::: Data for processing

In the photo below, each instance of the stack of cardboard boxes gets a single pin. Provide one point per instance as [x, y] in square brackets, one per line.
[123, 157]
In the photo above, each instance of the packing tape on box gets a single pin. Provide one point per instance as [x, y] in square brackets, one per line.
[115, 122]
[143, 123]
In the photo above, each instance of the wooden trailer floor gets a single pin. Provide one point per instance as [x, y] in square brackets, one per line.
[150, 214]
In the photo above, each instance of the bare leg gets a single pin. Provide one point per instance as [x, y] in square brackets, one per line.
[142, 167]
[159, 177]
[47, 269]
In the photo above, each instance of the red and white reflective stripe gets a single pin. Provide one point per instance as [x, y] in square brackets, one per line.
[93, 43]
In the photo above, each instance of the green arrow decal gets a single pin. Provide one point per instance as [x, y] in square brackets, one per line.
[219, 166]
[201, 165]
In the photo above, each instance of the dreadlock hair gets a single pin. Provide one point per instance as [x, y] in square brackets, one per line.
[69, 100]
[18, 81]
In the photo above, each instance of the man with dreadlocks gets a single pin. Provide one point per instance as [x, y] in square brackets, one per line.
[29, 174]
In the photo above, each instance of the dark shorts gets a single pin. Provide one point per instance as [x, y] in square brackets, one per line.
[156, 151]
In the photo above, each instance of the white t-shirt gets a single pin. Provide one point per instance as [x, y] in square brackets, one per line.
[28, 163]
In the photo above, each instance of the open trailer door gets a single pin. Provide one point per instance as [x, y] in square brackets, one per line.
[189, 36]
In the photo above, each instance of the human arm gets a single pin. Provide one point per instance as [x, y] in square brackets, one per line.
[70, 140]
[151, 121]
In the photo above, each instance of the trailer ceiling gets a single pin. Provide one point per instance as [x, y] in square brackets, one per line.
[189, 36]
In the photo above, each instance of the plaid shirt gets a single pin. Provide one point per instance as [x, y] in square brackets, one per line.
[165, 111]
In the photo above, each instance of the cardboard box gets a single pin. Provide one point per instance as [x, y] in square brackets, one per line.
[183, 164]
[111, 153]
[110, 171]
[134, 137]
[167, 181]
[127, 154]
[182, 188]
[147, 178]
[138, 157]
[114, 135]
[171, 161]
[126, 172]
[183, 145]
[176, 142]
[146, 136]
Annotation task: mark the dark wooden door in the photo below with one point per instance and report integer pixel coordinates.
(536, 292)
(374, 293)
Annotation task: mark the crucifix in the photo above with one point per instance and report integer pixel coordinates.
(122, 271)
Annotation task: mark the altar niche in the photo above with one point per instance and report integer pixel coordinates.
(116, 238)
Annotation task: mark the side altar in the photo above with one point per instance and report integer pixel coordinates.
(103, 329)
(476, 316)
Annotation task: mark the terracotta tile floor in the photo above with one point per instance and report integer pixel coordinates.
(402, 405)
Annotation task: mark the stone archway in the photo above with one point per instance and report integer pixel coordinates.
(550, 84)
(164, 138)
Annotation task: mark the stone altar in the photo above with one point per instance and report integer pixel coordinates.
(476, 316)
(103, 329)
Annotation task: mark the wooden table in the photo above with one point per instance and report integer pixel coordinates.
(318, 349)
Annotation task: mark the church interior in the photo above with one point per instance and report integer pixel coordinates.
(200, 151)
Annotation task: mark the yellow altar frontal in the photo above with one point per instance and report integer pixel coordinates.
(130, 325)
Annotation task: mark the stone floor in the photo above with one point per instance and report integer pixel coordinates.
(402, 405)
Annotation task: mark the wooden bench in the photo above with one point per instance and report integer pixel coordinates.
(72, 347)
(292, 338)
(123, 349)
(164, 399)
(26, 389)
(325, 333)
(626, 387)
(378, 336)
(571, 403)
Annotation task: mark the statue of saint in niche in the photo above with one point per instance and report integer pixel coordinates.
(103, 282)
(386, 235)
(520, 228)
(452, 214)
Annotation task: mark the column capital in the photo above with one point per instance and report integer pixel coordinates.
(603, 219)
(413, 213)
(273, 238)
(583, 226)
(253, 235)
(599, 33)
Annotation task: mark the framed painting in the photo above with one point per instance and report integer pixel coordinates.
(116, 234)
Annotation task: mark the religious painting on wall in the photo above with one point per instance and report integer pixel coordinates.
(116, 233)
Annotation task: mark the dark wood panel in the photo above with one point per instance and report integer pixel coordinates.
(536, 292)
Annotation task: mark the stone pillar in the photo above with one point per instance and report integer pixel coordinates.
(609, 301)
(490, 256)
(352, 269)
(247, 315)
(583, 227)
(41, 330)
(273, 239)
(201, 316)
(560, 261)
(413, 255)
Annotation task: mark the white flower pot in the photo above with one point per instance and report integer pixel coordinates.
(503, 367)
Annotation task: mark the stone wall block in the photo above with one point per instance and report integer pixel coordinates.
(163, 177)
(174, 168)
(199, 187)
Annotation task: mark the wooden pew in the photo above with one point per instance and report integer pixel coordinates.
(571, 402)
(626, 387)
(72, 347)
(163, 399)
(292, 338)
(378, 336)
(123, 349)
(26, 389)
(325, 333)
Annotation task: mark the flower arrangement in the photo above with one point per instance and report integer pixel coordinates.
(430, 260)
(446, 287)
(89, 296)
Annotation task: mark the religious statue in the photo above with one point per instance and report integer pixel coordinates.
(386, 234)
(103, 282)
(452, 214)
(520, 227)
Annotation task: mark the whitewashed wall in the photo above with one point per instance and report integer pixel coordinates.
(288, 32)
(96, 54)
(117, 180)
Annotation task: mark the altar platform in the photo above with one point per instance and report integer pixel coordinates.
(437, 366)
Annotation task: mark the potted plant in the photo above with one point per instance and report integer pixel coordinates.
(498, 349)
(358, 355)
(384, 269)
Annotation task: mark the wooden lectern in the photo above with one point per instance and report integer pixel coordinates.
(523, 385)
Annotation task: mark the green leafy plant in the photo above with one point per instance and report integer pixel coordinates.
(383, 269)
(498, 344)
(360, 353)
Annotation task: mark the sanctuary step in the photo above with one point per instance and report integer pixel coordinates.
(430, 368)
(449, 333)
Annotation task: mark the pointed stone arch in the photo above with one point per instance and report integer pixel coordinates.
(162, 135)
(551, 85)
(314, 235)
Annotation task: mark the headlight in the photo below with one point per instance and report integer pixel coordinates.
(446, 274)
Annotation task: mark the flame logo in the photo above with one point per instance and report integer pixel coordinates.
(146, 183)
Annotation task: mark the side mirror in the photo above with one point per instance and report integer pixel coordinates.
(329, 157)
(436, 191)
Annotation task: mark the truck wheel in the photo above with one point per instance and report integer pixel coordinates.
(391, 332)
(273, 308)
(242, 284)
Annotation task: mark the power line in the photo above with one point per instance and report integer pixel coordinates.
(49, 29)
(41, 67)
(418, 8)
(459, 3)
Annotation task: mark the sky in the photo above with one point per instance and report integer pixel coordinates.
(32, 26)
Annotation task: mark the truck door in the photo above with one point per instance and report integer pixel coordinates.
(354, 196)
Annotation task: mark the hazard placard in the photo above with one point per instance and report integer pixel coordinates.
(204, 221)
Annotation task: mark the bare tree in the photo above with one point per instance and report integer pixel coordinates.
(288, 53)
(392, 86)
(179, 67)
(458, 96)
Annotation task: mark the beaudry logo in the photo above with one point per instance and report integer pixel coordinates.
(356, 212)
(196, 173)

::::::

= Exercise objective =
Copy out the whole listing exactly.

= Solution below =
In the photo below, each instance of the stack of cardboard boxes gets a single pin. Provide one point per instance as [x, y] in square brackets, one per line.
[123, 157]
In the photo above, each instance of the packing tape on box gets a single pin. Provide one point per instance as [x, y] in square brackets, one per line.
[115, 122]
[143, 123]
In the photo above, each instance of the wooden trailer floor gets a single pin. Provide one point per instance as [x, y] in square brackets, one per line.
[150, 214]
In the photo above, each instance of the bare leg gets a single pin. Provide one point per instance as [x, y] in square brackets, one per line.
[142, 167]
[159, 177]
[47, 269]
In the photo above, each instance of the red and white reflective stripe gets a single pin. Provide one point per instance as [x, y] in square brackets, one per line.
[93, 43]
In the photo above, each instance of the green arrow decal gets a single pin. Provide one point per instance as [x, y] in square brackets, one per line.
[219, 166]
[201, 165]
In the photo above, each instance of the dreadlock hair gets a single pin. Provide one point per instance as [x, y] in square brackets, one per line.
[69, 100]
[18, 81]
In the photo above, each instance of the man with dreadlocks gets a single pin. Provide one point per instance as [x, y] in square brackets, one per line.
[29, 174]
In the photo above, each instance of the dark shorts gets a single pin. Provide one point per instance as [x, y] in square brackets, one per line.
[156, 151]
In the photo above, each instance of the white t-shirt gets a single pin. Provide one point per instance as [x, y] in square brackets, one per line.
[28, 163]
In the photo above, each instance of the open trailer door gets a single pin. Provide one point per instance as [x, y] in square brackets, one per line.
[189, 36]
In the photo above, each instance of the human arm gets a single pin. Provide one point per instance as [x, y] in square brackets, one per line.
[70, 140]
[151, 121]
In the photo above, each instance of the trailer ceiling gets a single pin. Provide one point per instance as [x, y] in square brackets, one per line.
[189, 36]
In the photo above, each instance of the plaid shirt gets a single pin. Provide one point per instance as [x, y] in square brackets, one per line.
[165, 111]
In the photo above, each instance of the cardboard box gets a single pin. Provide one point per instance as [x, y] in square brackets, one per line.
[183, 164]
[111, 153]
[110, 171]
[134, 137]
[167, 181]
[127, 154]
[182, 188]
[147, 178]
[138, 157]
[114, 135]
[171, 161]
[126, 172]
[183, 145]
[176, 142]
[146, 136]
Annotation task: mark the dark wooden door in the photo below with one point per instance and report integer pixel coordinates.
(536, 292)
(374, 293)
Annotation task: mark the crucifix in the photo above with one point per instance and report integer pixel coordinates.
(122, 271)
Annotation task: mark the altar niche in the photo above with one point per instance and report integer pixel coordinates.
(116, 238)
Annotation task: mark the side altar in the photo above with one point per instance and report integer pixel coordinates.
(103, 329)
(476, 316)
Annotation task: mark the terracotta tile floor in the photo above with one point per instance and report integer pixel coordinates.
(402, 405)
Annotation task: mark the stone archway in the photo above with one point per instance and report integer pixel coordinates.
(550, 84)
(164, 138)
Annotation task: mark the stone altar in the photo above with one point per instance and report integer pixel coordinates.
(476, 316)
(103, 329)
Annotation task: mark the wooden table in the photo above with one point per instance and report integer pixel coordinates.
(318, 349)
Annotation task: mark the church interior in the photo above with one point per instance and report integer pixel coordinates.
(200, 151)
Annotation task: mark the yellow altar frontal in the photo above with one point per instance and report integer pixel coordinates.
(130, 325)
Annotation task: mark the stone floor in the photo above with one point per instance and report integer pixel coordinates.
(402, 405)
Annotation task: mark the wooden bench in the photo above with one point per instance and report integer pixel coordinates.
(72, 347)
(292, 338)
(123, 349)
(164, 399)
(26, 389)
(325, 333)
(626, 387)
(378, 336)
(571, 403)
Annotation task: mark the statue of saint in niche in the photo above with one point per instance and report integer pixel coordinates.
(103, 282)
(386, 235)
(520, 228)
(452, 214)
Annotation task: mark the column capital in the photo above with one point per instance and report integer pixel coordinates.
(603, 219)
(413, 213)
(273, 238)
(583, 226)
(253, 235)
(599, 33)
Annotation task: mark the framed painting in the photo above with one point per instance and report integer pixel coordinates.
(116, 234)
Annotation task: mark the religious painting on wall in the photo above with one point per instance and report integer pixel coordinates.
(116, 233)
Annotation task: mark the dark wood panel in the photo above with one point per instance and report integer pixel coordinates.
(536, 292)
Annotation task: mark the stone pillar in the photo above with one point per instance and report integer pixel coordinates.
(609, 301)
(490, 256)
(352, 269)
(247, 315)
(583, 227)
(41, 330)
(273, 239)
(201, 316)
(560, 261)
(413, 255)
Annotation task: mark the white flower pot in the photo above with one point per instance and report integer pixel coordinates.
(503, 367)
Annotation task: mark the stone wall block in the photo above with one point per instance and report integer pixel coordinates.
(163, 177)
(174, 168)
(199, 187)
Annotation task: mark the wooden pew in the photo above with one point per instance and report integer pixel coordinates.
(571, 402)
(626, 387)
(72, 347)
(163, 399)
(292, 338)
(378, 336)
(123, 349)
(26, 389)
(325, 333)
Annotation task: mark the flower arrangement in the photo above with one point per instance and report integer pixel coordinates.
(430, 260)
(446, 287)
(89, 296)
Annotation task: mark the religious statue in the photo above with one point per instance and report integer pixel coordinates.
(386, 234)
(103, 282)
(452, 214)
(520, 227)
Annotation task: mark the whitewashed wall in the photo above with one point per instance and report integer pixel coordinates.
(288, 32)
(96, 54)
(117, 180)
Annotation task: mark the altar platform in the photo above with one point per instance and report integer pixel coordinates.
(437, 366)
Annotation task: mark the potted plant in the photo above with one point per instance and report integer pixel coordinates.
(498, 349)
(358, 355)
(384, 269)
Annotation task: mark the wooden lectern in the photo above with one point per instance and report integer pixel coordinates.
(523, 385)
Annotation task: mark the green leafy plant in the photo above with one point per instance and report integer pixel coordinates.
(383, 269)
(498, 344)
(360, 353)
Annotation task: mark the sanctuary step in the photo above with one point per instance and report integer pixel coordinates.
(430, 368)
(449, 333)
Annotation task: mark the pointed stone arch in the photo above with one point per instance and report integer pixel coordinates.
(162, 135)
(551, 85)
(314, 235)
Annotation task: mark the headlight in the photo below with one point per instance and report integer pixel coordinates.
(446, 274)
Annotation task: mark the flame logo in the photo above with one point per instance and report integer pixel coordinates.
(146, 183)
Annotation task: mark the side mirror in the photo above with one point per instance and report integer pixel coordinates.
(329, 157)
(436, 191)
Annotation task: mark the truck wheel in the photo above with one point per instance and report integer pixel coordinates.
(391, 332)
(273, 308)
(242, 284)
Annotation task: mark the power line in the photo above with one point per instance and report integer pixel coordinates.
(49, 29)
(41, 67)
(418, 8)
(459, 3)
Annotation task: mark the sky in the photo above with one point per instance and report integer pixel coordinates.
(32, 26)
Annotation task: mark the truck door in the photo above with one point per instance and report integer pixel coordinates.
(354, 196)
Annotation task: mark the hazard placard in the photo above with one point per instance and report integer pixel coordinates.
(204, 221)
Annotation task: mark the bare tree in the photo above with one point per instance and report integer pixel coordinates.
(288, 53)
(392, 86)
(179, 67)
(458, 96)
Annotation task: mark the beaudry logo in the photo above with one point per instance and report integer pixel coordinates.
(356, 212)
(196, 173)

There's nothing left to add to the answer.